(Text to read):
+ + + + +
Keep in mind the central and critical purpose of ALL of this democratic activity surrounding who is going to be our next President. Our ultimate goal is to bring into our political structures enough people who are willing and able to respond to our collective political dictates. As usual, this is going to boil down to a contest between the elected representatives of two parties -- the Democrats and the Republicans. Setting aside the Republican prospects of this electoral process, for the moment, let's just consider our options and their ramifications for the two top candidates for the Democratic Party.
Because of the growing divisiveness between Hillary and Bernie, should she be selected by the Democrats to be their nominee for President, a large number of the discouraged former Bernie supporters -- in particular the Progressive and much of the Liberal wings of the party -- will probably just not participate and stay home on voting day. This withdrawal of support by the disillusioned Bernie crowd will also be reflected in a major weakening of support for Congressional members, as well. Compound that with the obvious near total rejection of everything Clinton by the Republicans and we most likely could end up with a severely handicapped Democratic Party -- in both the Executive and Congressional branches of government. T hus, the country will be forced to accept a dominating Republican Party to, once again, run roughshod over our wishes.
+ + + + +
(Given request 1): Recast the paragraph of the election commentary that begins "Because of the growing divisiveness" as a brief list that keeps its main facts.
+ + + + +
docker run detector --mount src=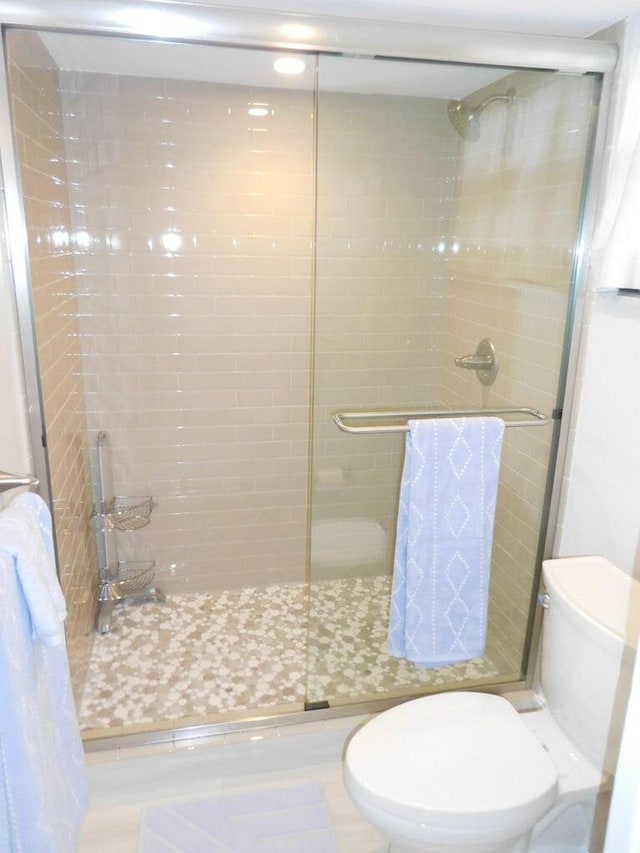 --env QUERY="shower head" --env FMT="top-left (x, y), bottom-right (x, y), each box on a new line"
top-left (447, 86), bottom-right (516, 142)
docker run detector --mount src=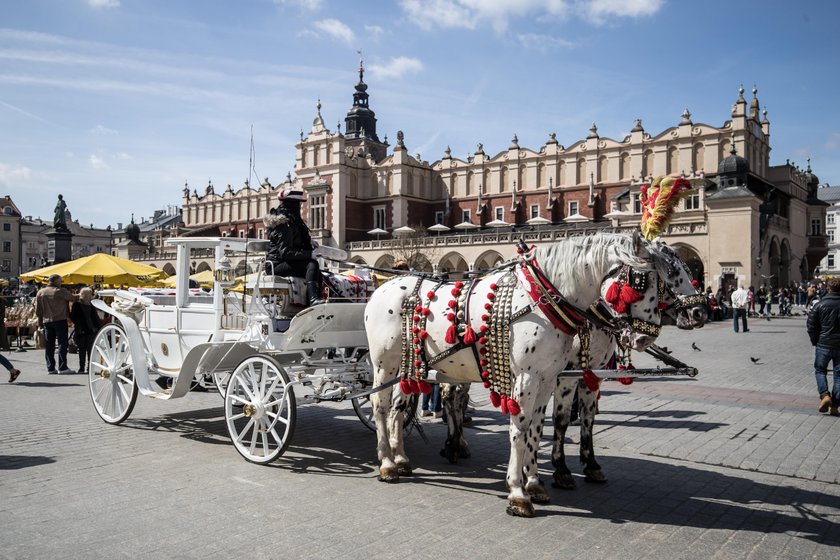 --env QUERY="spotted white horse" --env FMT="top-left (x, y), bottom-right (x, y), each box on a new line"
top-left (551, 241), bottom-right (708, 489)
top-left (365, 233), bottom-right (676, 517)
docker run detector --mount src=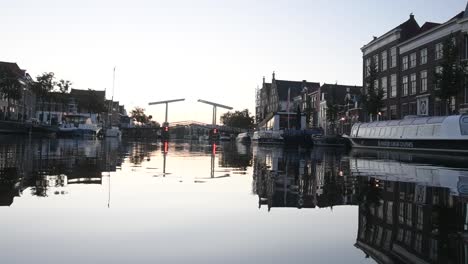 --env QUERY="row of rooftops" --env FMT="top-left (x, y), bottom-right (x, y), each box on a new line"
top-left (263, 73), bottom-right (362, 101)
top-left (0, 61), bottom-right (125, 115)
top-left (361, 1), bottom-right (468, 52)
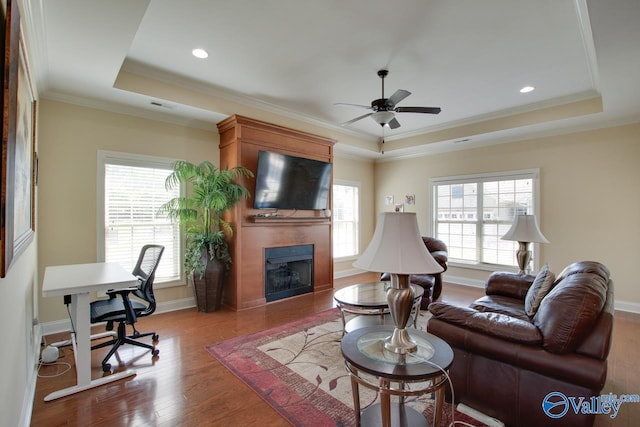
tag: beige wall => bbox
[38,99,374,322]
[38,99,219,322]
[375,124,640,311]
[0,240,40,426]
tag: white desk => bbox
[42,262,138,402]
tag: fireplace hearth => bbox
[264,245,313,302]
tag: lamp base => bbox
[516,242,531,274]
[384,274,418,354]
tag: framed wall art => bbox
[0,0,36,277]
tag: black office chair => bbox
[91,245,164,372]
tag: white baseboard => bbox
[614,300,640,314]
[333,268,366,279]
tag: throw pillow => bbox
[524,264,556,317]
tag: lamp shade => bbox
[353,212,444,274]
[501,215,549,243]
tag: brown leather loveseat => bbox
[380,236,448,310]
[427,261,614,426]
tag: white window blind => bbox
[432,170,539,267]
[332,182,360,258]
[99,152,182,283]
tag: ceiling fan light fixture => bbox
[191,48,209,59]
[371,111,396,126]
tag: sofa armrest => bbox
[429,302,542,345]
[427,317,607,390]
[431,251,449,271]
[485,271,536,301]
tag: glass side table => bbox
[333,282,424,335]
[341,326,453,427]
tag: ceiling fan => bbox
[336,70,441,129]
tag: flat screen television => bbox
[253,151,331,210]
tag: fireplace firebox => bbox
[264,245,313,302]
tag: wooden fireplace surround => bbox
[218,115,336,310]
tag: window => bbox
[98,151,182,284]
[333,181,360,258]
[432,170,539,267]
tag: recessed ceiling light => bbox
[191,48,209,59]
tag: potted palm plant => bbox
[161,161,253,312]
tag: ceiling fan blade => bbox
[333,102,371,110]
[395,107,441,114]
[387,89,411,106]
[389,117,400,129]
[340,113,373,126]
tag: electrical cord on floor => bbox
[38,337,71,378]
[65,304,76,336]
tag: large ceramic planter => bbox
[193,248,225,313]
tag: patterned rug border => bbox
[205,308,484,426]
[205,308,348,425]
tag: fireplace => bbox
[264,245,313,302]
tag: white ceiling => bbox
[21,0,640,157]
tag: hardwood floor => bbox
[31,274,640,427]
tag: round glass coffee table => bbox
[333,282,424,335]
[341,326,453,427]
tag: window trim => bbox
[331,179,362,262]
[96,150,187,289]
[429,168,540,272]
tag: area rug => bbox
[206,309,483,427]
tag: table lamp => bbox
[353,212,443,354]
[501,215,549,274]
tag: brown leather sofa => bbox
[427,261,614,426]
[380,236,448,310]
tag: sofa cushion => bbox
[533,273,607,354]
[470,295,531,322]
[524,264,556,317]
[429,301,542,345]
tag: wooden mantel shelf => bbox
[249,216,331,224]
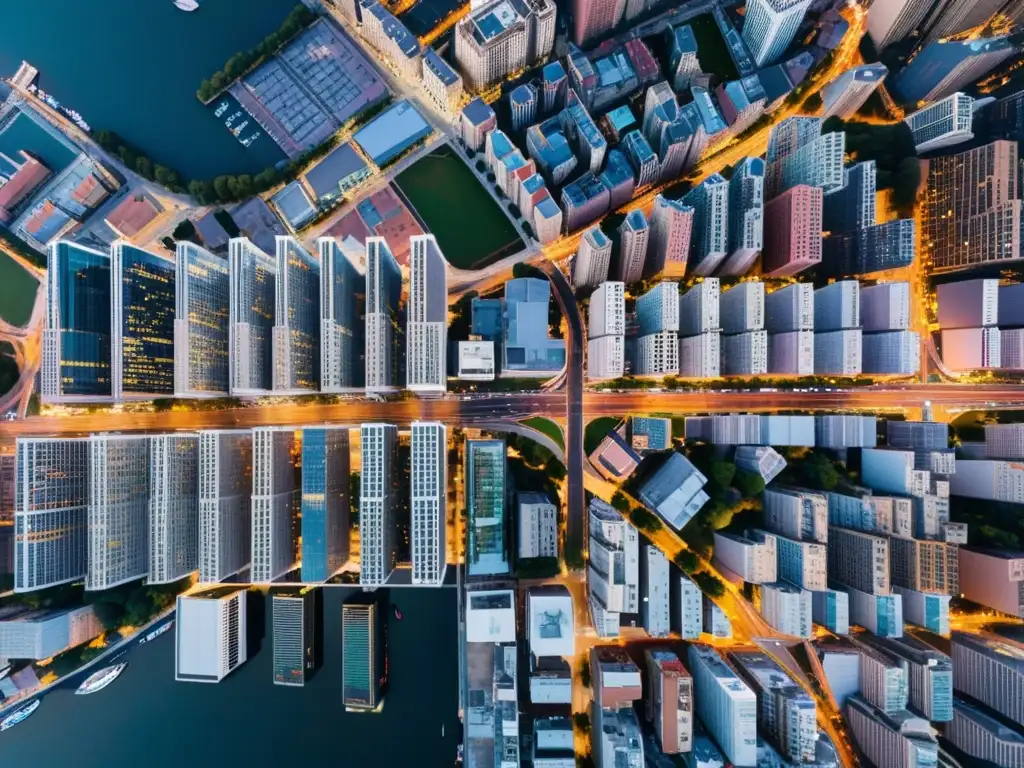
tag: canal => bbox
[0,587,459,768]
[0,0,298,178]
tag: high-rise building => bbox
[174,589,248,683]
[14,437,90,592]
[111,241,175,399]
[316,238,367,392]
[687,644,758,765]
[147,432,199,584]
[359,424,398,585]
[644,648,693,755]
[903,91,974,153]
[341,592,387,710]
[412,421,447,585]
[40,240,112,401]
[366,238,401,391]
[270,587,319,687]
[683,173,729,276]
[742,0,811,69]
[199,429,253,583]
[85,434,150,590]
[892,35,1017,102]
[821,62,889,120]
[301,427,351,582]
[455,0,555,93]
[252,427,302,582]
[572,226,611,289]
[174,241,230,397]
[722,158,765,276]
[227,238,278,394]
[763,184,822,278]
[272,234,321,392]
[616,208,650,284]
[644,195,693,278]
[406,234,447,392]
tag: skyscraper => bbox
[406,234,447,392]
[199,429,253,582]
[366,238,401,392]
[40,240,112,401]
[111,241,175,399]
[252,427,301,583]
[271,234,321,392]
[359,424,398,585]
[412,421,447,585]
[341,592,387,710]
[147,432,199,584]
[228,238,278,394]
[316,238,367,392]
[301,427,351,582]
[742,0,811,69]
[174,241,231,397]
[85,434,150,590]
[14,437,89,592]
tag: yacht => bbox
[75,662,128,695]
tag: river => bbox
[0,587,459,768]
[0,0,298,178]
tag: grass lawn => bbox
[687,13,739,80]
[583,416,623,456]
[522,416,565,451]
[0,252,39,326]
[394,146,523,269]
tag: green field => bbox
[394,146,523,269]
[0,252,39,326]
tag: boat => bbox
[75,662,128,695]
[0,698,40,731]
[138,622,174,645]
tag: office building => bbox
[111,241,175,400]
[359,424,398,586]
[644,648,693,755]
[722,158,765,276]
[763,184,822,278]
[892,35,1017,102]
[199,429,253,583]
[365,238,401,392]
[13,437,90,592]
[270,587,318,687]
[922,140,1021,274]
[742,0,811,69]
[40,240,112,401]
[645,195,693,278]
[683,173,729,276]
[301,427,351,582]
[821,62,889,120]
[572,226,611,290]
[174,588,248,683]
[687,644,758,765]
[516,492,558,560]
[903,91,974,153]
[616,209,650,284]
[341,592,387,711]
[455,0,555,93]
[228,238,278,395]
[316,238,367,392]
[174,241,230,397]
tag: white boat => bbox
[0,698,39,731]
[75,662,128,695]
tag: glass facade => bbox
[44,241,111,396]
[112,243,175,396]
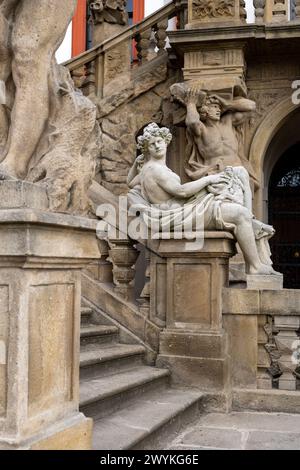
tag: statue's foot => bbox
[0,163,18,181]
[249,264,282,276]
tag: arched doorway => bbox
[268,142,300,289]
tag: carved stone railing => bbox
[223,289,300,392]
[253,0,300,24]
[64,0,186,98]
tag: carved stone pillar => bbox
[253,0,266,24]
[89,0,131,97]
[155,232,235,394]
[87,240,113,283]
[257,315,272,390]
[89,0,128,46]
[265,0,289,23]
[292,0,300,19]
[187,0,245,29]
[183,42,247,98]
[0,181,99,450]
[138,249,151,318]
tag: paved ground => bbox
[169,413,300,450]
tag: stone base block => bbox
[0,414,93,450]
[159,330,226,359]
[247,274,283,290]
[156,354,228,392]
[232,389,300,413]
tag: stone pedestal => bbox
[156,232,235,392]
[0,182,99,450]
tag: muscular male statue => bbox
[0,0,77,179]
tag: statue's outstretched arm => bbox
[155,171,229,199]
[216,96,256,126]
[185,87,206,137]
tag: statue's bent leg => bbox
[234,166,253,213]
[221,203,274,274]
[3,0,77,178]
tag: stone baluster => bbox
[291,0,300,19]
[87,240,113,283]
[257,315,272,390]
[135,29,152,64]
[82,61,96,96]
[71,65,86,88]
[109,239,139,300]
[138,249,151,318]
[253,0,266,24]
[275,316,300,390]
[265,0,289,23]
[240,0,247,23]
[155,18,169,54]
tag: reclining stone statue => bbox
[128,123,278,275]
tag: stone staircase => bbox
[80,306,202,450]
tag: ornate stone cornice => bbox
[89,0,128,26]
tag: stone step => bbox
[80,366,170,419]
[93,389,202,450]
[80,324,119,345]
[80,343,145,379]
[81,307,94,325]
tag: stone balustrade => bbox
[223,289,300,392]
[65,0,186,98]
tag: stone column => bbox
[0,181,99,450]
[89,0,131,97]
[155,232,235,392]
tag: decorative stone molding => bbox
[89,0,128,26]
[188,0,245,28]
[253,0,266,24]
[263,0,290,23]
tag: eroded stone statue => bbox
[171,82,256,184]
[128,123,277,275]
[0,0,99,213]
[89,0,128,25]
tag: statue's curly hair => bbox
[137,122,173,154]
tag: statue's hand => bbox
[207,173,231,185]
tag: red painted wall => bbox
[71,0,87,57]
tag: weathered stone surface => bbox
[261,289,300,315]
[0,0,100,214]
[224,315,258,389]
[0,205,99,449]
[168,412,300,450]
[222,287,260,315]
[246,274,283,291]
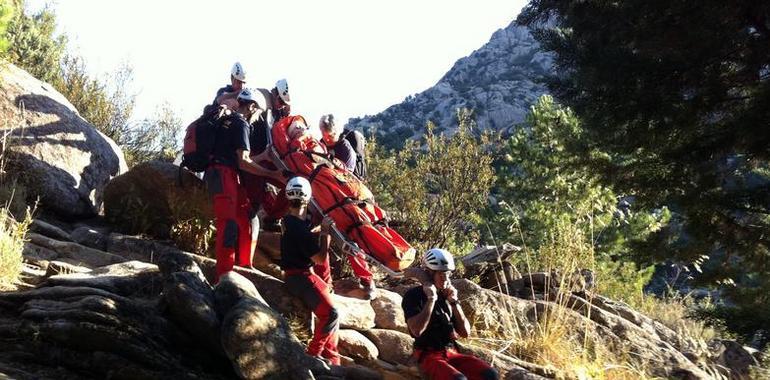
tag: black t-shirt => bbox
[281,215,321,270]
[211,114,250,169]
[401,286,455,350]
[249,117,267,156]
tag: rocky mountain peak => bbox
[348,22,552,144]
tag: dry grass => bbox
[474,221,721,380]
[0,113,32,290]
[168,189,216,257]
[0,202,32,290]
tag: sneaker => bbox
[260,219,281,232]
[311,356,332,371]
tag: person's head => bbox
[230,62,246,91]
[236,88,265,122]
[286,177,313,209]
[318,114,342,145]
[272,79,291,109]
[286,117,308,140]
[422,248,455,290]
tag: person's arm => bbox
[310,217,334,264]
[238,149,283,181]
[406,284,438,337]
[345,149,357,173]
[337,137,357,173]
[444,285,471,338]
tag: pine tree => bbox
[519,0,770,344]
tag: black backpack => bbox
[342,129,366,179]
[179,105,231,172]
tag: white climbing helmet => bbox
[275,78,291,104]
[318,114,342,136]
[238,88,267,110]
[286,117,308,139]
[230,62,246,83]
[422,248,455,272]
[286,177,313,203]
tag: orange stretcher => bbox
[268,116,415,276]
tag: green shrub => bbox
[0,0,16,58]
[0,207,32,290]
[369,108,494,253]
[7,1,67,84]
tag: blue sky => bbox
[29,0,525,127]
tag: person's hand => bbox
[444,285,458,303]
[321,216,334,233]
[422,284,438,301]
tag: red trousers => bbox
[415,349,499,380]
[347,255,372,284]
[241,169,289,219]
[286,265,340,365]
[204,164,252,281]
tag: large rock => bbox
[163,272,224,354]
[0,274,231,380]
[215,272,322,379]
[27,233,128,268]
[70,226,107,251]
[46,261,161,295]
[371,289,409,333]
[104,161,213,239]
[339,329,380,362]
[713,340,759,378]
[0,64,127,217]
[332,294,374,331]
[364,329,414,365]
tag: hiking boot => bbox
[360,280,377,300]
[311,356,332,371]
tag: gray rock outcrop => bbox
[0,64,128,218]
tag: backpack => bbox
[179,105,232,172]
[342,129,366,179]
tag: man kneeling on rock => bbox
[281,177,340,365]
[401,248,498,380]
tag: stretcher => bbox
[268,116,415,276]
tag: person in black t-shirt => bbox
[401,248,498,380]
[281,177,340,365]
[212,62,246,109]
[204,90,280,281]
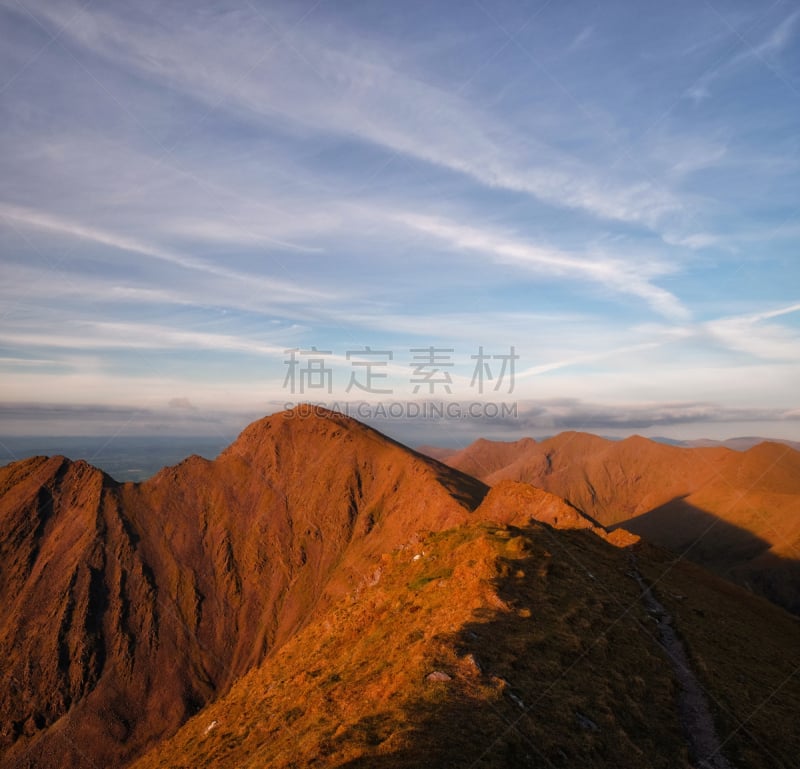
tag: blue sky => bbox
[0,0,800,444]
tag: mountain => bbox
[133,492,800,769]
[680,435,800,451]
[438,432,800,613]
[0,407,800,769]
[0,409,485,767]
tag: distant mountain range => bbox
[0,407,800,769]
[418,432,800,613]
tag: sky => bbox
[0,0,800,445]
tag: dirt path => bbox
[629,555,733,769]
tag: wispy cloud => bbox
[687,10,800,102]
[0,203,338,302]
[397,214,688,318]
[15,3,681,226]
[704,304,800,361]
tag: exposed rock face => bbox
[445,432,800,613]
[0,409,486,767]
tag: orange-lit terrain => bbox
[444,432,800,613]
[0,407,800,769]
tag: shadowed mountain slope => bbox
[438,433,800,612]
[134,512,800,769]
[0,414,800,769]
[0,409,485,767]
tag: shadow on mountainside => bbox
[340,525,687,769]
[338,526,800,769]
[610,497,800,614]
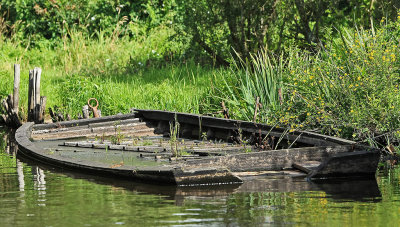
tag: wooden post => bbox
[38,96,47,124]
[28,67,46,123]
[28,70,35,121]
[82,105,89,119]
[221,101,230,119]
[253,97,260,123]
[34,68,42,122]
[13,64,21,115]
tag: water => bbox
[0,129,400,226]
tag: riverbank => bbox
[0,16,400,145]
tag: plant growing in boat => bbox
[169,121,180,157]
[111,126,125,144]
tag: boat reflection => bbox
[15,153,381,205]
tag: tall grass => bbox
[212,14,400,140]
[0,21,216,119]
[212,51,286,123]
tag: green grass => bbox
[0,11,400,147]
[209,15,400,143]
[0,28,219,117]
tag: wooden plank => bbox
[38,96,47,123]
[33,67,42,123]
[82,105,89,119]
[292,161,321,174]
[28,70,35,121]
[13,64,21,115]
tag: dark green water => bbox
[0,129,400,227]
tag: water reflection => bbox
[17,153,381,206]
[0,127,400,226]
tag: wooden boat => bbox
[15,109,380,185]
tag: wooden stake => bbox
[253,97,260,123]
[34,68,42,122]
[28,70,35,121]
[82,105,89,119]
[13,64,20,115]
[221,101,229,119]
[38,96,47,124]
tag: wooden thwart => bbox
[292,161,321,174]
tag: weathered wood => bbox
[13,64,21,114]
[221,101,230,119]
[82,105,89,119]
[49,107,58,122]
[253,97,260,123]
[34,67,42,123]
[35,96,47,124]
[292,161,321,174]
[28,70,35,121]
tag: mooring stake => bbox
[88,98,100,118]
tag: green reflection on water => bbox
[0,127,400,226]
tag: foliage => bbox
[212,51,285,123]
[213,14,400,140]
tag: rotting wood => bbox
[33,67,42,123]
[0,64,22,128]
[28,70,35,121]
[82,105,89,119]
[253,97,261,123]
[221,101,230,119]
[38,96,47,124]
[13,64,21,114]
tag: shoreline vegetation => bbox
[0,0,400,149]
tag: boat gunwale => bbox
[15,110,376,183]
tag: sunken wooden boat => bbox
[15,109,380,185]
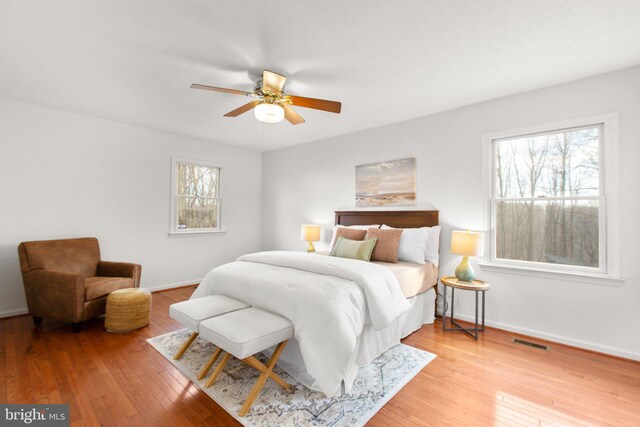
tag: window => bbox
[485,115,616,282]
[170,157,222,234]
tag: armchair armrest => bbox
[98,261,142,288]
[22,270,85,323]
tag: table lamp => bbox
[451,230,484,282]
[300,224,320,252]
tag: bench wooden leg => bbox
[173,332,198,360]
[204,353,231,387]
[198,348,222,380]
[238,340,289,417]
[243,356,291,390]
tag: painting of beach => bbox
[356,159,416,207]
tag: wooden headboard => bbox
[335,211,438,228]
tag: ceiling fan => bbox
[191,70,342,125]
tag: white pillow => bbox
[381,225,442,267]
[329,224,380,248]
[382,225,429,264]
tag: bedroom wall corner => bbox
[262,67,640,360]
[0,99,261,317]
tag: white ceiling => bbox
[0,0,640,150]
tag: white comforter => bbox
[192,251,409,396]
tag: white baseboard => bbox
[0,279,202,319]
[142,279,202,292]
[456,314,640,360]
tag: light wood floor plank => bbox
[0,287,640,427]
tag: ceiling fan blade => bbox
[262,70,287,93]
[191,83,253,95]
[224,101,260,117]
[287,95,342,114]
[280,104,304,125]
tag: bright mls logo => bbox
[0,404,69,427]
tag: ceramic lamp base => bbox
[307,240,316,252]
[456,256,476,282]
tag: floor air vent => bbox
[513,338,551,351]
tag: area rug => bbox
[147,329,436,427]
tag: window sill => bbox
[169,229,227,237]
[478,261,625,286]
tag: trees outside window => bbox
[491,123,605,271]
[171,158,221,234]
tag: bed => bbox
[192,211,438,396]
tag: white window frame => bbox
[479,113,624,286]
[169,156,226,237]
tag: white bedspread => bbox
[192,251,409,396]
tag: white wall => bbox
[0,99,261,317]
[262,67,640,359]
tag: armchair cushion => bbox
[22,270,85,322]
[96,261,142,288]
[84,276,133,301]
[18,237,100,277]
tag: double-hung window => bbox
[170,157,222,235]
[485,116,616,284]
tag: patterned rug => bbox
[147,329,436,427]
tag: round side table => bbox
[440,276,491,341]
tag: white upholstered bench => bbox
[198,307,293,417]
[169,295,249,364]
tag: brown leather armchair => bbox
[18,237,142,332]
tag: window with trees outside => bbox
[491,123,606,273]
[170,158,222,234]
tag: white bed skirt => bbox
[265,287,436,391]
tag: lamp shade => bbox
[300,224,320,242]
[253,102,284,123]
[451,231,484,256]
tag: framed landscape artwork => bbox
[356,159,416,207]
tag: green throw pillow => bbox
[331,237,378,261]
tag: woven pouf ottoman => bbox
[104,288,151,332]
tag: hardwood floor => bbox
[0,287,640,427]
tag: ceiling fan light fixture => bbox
+ + + + +
(Given request 2): Put everything in the records from the line containing "tag: paved ground => bbox" down to the line containing "[263,0,290,23]" into a two-column CSV with the columns tag and bbox. Make one row for each tag line, holding that line's text and its answer, each in one quoted field with line breaks turned into spaces.

(Finished answer 1):
- Hillary and Bernie are increasingly divided.
- If the Democrats nominate her, many discouraged Bernie supporters, especially the Progressive wing and much of the Liberal wing, will probably stay home on voting day.
- This loss of support will also weaken backing for Congressional members.
- Republicans reject nearly everything Clinton.
- Together, these could leave the Democratic Party severely handicapped in both the Executive and Congressional branches.
- The country would then have to accept a dominating Republican Party that would again run roughshod over its wishes.

(Finished answer 2):
tag,bbox
"tag: paved ground => bbox","[169,413,300,450]"
"tag: stone base block => bbox","[0,414,93,450] [159,330,226,359] [247,274,283,290] [156,354,228,392] [232,389,300,413]"
"tag: stone pedestal => bbox","[156,232,235,392] [0,182,99,450]"
"tag: muscular male statue => bbox","[0,0,77,179]"
"tag: statue's outstretched arm => bbox","[155,171,229,199] [216,96,256,126] [185,87,206,137]"
"tag: statue's bent leg => bbox","[234,166,253,213] [221,203,274,274] [3,0,77,178]"
"tag: stone baluster => bbox","[291,0,300,19] [87,240,113,283] [257,315,272,390] [135,29,152,64] [82,61,96,96] [71,65,86,88] [109,239,139,300] [138,249,151,318] [253,0,266,24] [275,316,300,390] [265,0,289,23] [240,0,247,23] [155,18,169,54]"
"tag: reclining stone statue => bbox","[128,123,278,275]"
"tag: stone staircase => bbox","[80,306,202,450]"
"tag: ornate stone cornice => bbox","[89,0,128,26]"
"tag: stone step => bbox","[80,366,170,419] [93,389,202,450] [80,324,119,345] [80,343,145,379] [81,307,94,325]"
"tag: stone balustrade => bbox","[223,289,300,392] [65,0,186,98]"
"tag: stone column => bbox","[0,181,99,450] [89,0,131,97] [155,232,235,392]"
"tag: decorative stone molding => bbox","[89,0,128,26] [188,0,245,28] [253,0,266,24] [263,0,290,23]"